Новый Мир Новый Мир - Новый Мир ( № 8 2007)
Но в любом случае от романного душка (именно душка!) никуда не денешься. Юрий Оклянский сравнивал эту историю с “Анной Карениной”, Алексей Варламов предлагает вспомнить “Сагу о Форсайтах”. Но проблема в том, что история эта, если отвлечься от ее страшной и пронзительной жизненности, именно бульварный роман. То есть такой роман, в котором нет ни грамма правды, но который выжмет слезу у “нещасной” простой читательницы.
И это не могло не преследовать Алексея Толстого, обладавшего мощным и, несомненно, благородным эстетическим чутьем. Как и то, что шестнадцати лет от роду, будучи формальн о Бостромом, он отправился к своему натуральному отцу с тем, чтобы тот формально его узаконил как графа Толстого. Которому, в конце концов, предстояло стать еще и “красным графом”…
Наверное, самой интимной вещью Алексея Толстого была его сказочка о Буратино. Ну, может быть, после “Детства Никиты”. Сказочка забавная, но страшная изначально. Взяли и выстругали человечка неизвестно зачем. То ли добрый папа Карло, то ли пьяный Джузеппе. Человечка с вечно торчащим носом.
В соединении с писательским даром и острым эстетическим чутьем это и породило “гремучую смесь” под именем Алексей Толстой. В сравнении с этим даже его “красное графство” — пустяк. Еще одна крупинка в “гремучую смесь”.
Алексей Варламов избрал правильный путь описания этой жизненной драмы. Не холодный и не горячий. И, что самое главное, не романный. Это было бы уже слишком.
Я думаю, главное достоинство его книги в том, что она написана очень спокойным языком. Таким, каким о драме Алексея Толстого сможет рассказать своим ученикам обыкновенная учительница.
Что же касается “патента на благородство”… Не будем ломиться в открытую дверь. Алексей Толстой, конечно же, заслужил этот патент лучшими страницами своей прозы. И если кто-то это отрицает, то тут уже проблема его собственного благородства.
Впрочем, если кто-то сочтет книгу Алексея Варламова “реабилитацией” “красного графа”, то ошибется. Не случайно в журнальном варианте (“Москва”, 2005, № 7 — 9) она появилась под довольно жестким названием — “Красный шут”. Варламов вполне осознанно держит дистанцию между собой и героем повествования. Иначе о “третьем Толстом” писать и невозможно. Он и при жизни, и посмертно удостаивался либо огульной похвалы, либо огульного измывательства (особенно как раз по части его незаконного происхождения). Варламов же старается держать “нейтралитет”, что делает позицию автора, может быть, менее отчетливой, но книгу — более полезной для читателя, желающего самостоятельно разобраться в хитросплетениях судьбы красного ли “графа”, красного ли “шута”, но прежде всего — крупного русского писателя.
Павел БАСИНСКИЙ.
Век с Шостаковичем: его жизнь и творчество — миф или история?
Кшиштоф Мейер. Шостакович. Жизнь. Творчество. Время. [Перевод с польского
Е. Гуляевой]. М., “Молодая гвардия”, 2006, 439 стр., с ил. (“Жизнь замечательных людей”).
Соломон Волков. Шостакович и Сталин: художник и царь. М., “Эксмо”, 2006, 656 стр., с ил.

Строки данных:
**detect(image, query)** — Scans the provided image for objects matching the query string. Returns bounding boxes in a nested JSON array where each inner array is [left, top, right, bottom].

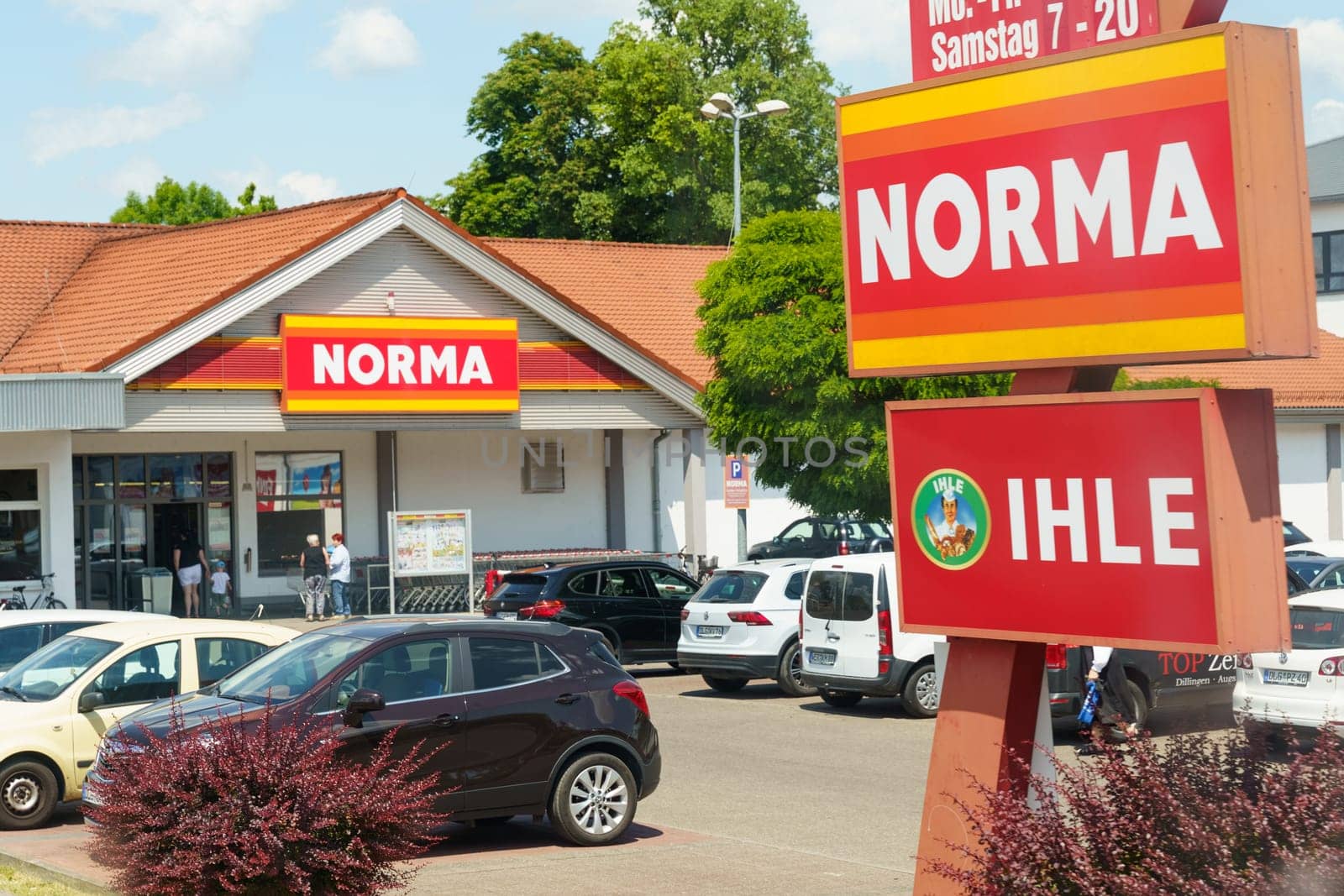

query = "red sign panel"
[[910, 0, 1160, 81], [280, 314, 519, 414], [887, 390, 1288, 652]]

Задание 1:
Перепишите из статьи фрагмент между словами «В соединении с» и «бы уже слишком.» включительно.
Задание 2:
Под каким названием, по словам статьи, книга Алексея Варламова вышла в журнальном варианте?
Задание 3:
Продолжите статью из журнала «Новый мир», начав сразу после последней приведенной в ней строки.
Строки данных для выполнения задания не нужны.

Ответ к упражнению 1:
В соединении с писательским даром и острым эстетическим чутьем это и породило “гремучую смесь” под именем Алексей Толстой. В сравнении с этим даже его “красное графство” — пустяк. Еще одна крупинка в “гремучую смесь”.
Алексей Варламов избрал правильный путь описания этой жизненной драмы. Не холодный и не горячий. И, что самое главное, не романный. Это было бы уже слишком.

Ответ к упражнению 2:
Под названием «Красный шут».

Ответ к упражнению 3:
Оксана Дворниченко. Дмитрий Шостакович. Путешествие. М., “Текст”, 2006, 575 стр.
Прогресс европейского культурного развития, весьма сомнительный в области искусства, несомненно, проявился в восстановлении исторической справедливости по отношению к великим композиторам: если гениев Ренессанса и барокко (Г. Де Машо, К. Монтеверди, Г. Перселла и многих других) вспомнили лишь в ХХ веке, то время Баха пришло через полвека после его ухода, для посмертного триумфа Моцарта или Шуберта хватило нескольких десятилетий, а, к примеру, о Бартоке как о “великом” впервые заговорили на его похоронах. Дмитрию Дмитриевичу Шостаковичу досталось бремя некоей культурной “сингулярности” — он был и признан и непризнан одновременно.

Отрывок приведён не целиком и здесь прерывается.